__TASKS AND EXERCISES__.
a) According to the article on corporate family days in national parks, what key principle should every activity follow?
b) Report every line in the rows that contains the string "ride". Case counts.

__DOCUMENT TEXT__.
+---+
11-05-2026
•We run corporate family days in natural settings across Belgium, and the pattern we see repeatedly is this: HR managers arrive at a national park event expecting logistics to be the hard part. The real challenge turns out to be designing a programme that works simultaneously for a four-year-old, a teenager, a grandparent, and a colleague who came alone. Get that right, and everything else follows. Get it wrong, and even a stunning setting feels like a wasted afternoon.
What follows is a practical framework built from what we have learned running these events at Nationaal Park Hoge Kempen and other Belgian green spaces, where we have already brought thousands of employees and their families together.
A national park solves three problems at once. It provides a genuinely neutral, non-corporate atmosphere that puts everyone at ease regardless of their role or seniority. It creates built-in programming through trails, water features, and wildlife that children engage with instinctively. And it gives your sustainability messaging a physical anchor: you are not just talking about ESG values, you are standing inside them.
The contrast with conventional options matters. Theme parks are loud, expensive, and leave employees feeling like the company took the easy route. BBQs in the car park are pleasant but forgettable. A guided bike safari through protected heathland, followed by a shared meal prepared from local ingredients, is something families photograph and remember. That memory is what builds genuine employer pride, which is exactly what a family day is supposed to deliver.
If you are weighing the business case, the article on how family days boost employee wellness and engagement lays out the evidence in detail.
The answer is parallel programming with shared moments, not a single activity that tries to please everyone and ends up pleasing no one.
Structure the day in two layers. The first layer is a shared anchor activity: a guided nature walk, a bike safari, or a survival trail that families complete together at their own pace. Choose routes with multiple distance options so grandparents and parents with pushchairs are not left behind. The second layer is parallel programming at base camp: a nature craft station for young children, a junior ranger challenge for older kids, and a quieter social space for adults who want to sit and talk.
Specific activities that consistently land across age groups in our experience:
The key principle: every activity should have a low floor and a high ceiling. Easy enough that no one is excluded, engaging enough that no one is bored.
+---+
__MATERIAL FOR THIS EXERCISE__.
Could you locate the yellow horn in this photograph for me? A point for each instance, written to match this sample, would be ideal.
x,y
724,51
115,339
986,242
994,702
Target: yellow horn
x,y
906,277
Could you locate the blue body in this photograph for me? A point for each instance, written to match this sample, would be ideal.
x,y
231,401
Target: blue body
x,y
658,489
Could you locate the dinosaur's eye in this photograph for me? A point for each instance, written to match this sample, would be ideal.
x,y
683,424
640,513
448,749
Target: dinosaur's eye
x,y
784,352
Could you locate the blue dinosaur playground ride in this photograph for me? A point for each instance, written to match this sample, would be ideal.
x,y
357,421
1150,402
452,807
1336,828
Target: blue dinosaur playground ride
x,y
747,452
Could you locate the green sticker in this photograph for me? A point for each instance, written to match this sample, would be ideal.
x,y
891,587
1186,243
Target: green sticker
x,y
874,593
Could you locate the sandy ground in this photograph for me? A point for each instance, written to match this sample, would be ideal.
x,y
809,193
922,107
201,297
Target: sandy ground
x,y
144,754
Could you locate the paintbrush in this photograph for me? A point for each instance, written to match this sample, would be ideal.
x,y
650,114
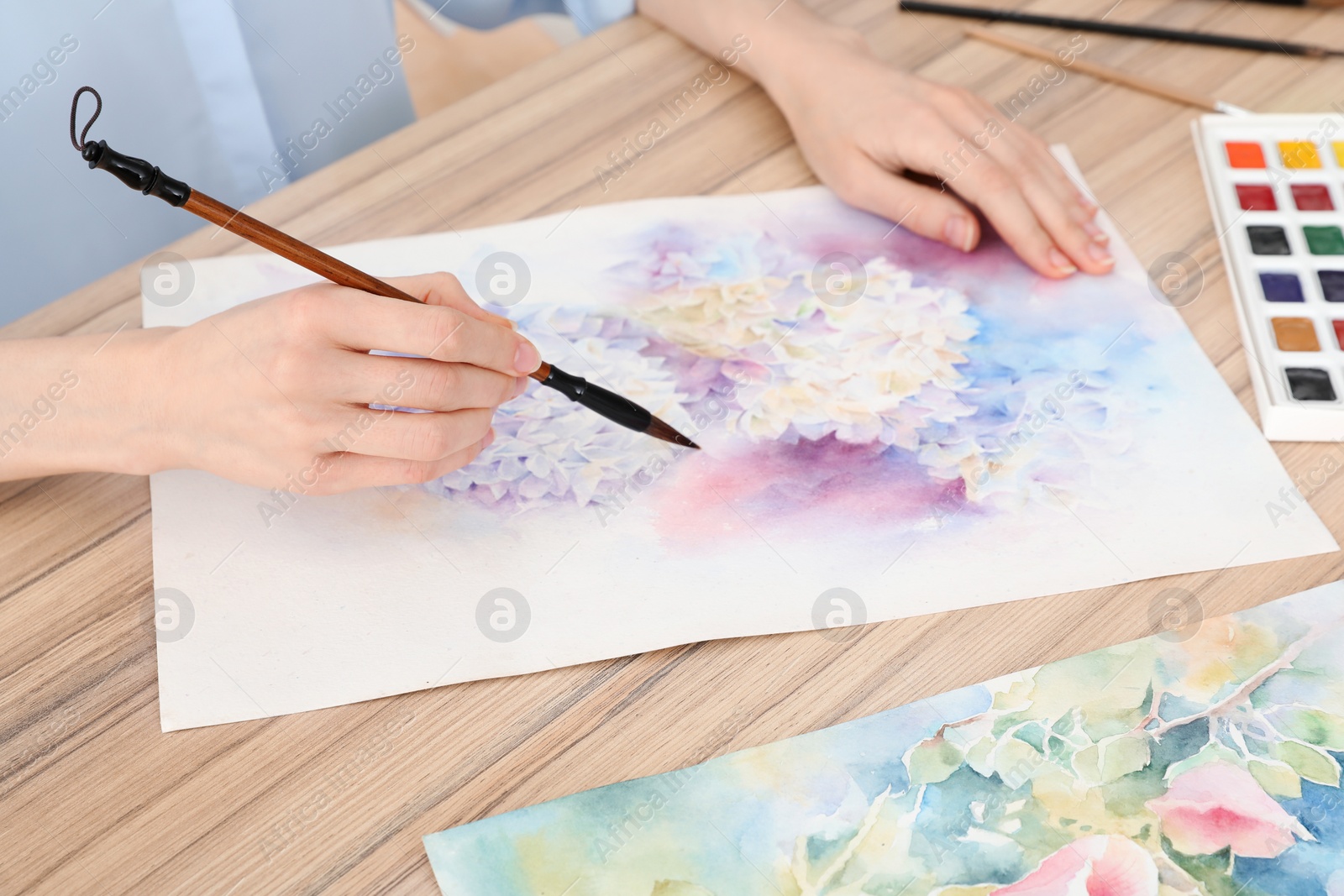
+---+
__RESULTS BY TASK__.
a) Every activity should have a low floor and a high ceiling.

b)
Could you locate the blue dinosaur playground ride in this photograph for me? A point for each instance, written to match this sample, would be ideal.
Target: blue dinosaur playground ride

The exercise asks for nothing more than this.